# Exercices proposés
[1] Selon l'extrait sur le diagnostic du cancer du sein, en combien de temps la cytoponction donne-t-elle des résultats ?
[2] Rédigez la suite de l'extrait sur le diagnostic du cancer du sein, en partant de sa dernière phrase.

# Extrait fourni
============
Avec ce premier examen clinique et les clichés de mammographie, est-on déjà en mesure de diagnostiquer un cancer ?
Avec ce premier examen clinique et les clichés de la mammographie, on peut généralement se faire une opinion sur la malignité de la tumeur avec une bonne probabilité de ne pas
se tromper. Une échographie mammaire doit être couplée à la mammographie car elle apporte des informations complémentaires, en particulier quand les seins sont denses (ce qui est souvent le cas avant la ménopause ou sous traitement hormonal substitutif). Mais on ne peut avoir de certitude formelle qu’après avoir prélevé des cellules ou un fragment de tissu à partir de la tumeur, qui seront examinés au laboratoire.
Quelles analyses vont pouvoir fournir la certitude du caractère cancéreux ou non de la tumeur ?
Deux types d’examens sont possibles : une ponction ou une microbiopsie.
Cytoponction et mocrobiopsie
- La ponction (ou « cytoponction ») est réalisée avec une aiguille très fine, sans anesthésie. Le principe est d’aspirer des cellules, qui sont immédiatement étalées sur des lames, puis ultérieurement analysées au microscope. Rapide, ce test permet d’obtenir des résultats en quarante-huit heures. Cette analyse permet de confirmer qu’il s’agit bien de cellules cancéreuses et donne déjà quelques indications précieuses sur leur « carte d’identité ». Mais il faut savoir qu’il peut exister des résultats « faussement négatifs » : soit parce que les cellules aspirées sont difficilement identifiables, soit parce que l’aiguille a prélevé des cellules en dehors de la tumeur. C’est pourquoi la cytoponction doit être effectuée avec repérage et guidage sous échographie, a fortiori quand la tumeur est difficilement palpable.
============
# Données fournies

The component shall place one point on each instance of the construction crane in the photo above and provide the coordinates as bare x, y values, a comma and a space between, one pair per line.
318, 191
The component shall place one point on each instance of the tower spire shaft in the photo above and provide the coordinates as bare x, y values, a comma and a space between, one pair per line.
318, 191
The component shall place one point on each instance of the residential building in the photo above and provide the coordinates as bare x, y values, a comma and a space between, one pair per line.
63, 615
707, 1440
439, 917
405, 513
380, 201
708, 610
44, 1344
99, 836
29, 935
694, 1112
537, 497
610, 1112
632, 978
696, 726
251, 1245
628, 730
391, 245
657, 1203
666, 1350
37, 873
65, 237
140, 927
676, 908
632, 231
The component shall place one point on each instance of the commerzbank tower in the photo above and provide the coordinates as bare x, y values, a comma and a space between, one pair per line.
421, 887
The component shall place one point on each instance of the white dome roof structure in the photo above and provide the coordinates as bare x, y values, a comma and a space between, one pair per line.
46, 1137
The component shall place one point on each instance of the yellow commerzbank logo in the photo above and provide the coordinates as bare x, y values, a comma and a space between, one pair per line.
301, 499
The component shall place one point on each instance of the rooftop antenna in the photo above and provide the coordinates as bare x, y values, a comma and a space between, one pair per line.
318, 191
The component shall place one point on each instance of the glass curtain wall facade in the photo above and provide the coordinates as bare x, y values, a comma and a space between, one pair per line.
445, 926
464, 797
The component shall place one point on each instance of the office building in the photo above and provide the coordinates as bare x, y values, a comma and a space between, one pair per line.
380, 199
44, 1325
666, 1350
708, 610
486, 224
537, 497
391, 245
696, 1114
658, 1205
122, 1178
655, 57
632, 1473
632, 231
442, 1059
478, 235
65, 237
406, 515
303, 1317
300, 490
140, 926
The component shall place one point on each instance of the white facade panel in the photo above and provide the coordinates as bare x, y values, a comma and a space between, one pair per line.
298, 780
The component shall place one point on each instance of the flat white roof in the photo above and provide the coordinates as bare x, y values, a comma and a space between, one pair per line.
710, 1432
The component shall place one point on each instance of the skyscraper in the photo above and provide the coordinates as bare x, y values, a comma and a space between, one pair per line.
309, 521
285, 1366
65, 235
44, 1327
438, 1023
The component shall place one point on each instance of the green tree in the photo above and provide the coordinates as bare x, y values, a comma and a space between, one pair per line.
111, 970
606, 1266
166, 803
============
# Réponses aux exercices
[1] En quarante-huit heures.

[2]
La microbiopsie, elle, se pratique sous anesthésie locale et consiste à prélever une « carotte » de tumeur avec une aiguille plus grosse, ce qui permet une analyse plus complète et plus précise. On dispose en effet ici d’un fragment entier de la tumeur, et non de cellules dissociées, ce qui permet d’établir une « carte d’identité » de la tumeur plus fournie. Les résultats demandent une huitaine de jours. Je fais effectuer cette microbiopsie chaque fois que la cytoponction est négative, alors que l’examen clinique et l’image sur la radio ou l’écho- graphie évoquent une possibilité de malignité. La biopsie est aussi indispensable dans tous les cas où l’on a des raisons de penser que le protocole thérapeutique commencera par une chimiothérapie et non une chirurgie : on a ainsi un maximum d’informations sur les caractéristiques de la tumeur avant que les cartes ne soient brouillées par les effets de la chimiothérapie.
Le « protocole d’examen spécial », imprimé par lequel vous demandez à bénéficier de la prise en charge à 100 % des frais médicaux dans le cadre de l’ALD 30 (c’est-à-dire des trente affections de longue durée « exonérantes »), peut être rempli et adressé à votre caisse de Sécurité sociale dès que l’on dispose du compte-rendu de la cytoponction ou de la micro- biopsie, qui apporte la preuve de la maladie cancéreuse. Le secrétariat de votre cancérologue se chargera de la démarche. Même si la Sécurité sociale tarde à vous répondre, ce qui est souvent le cas, la prise en charge à 100 % s’applique rétroactivement aux frais engagés dès le début de la maladie.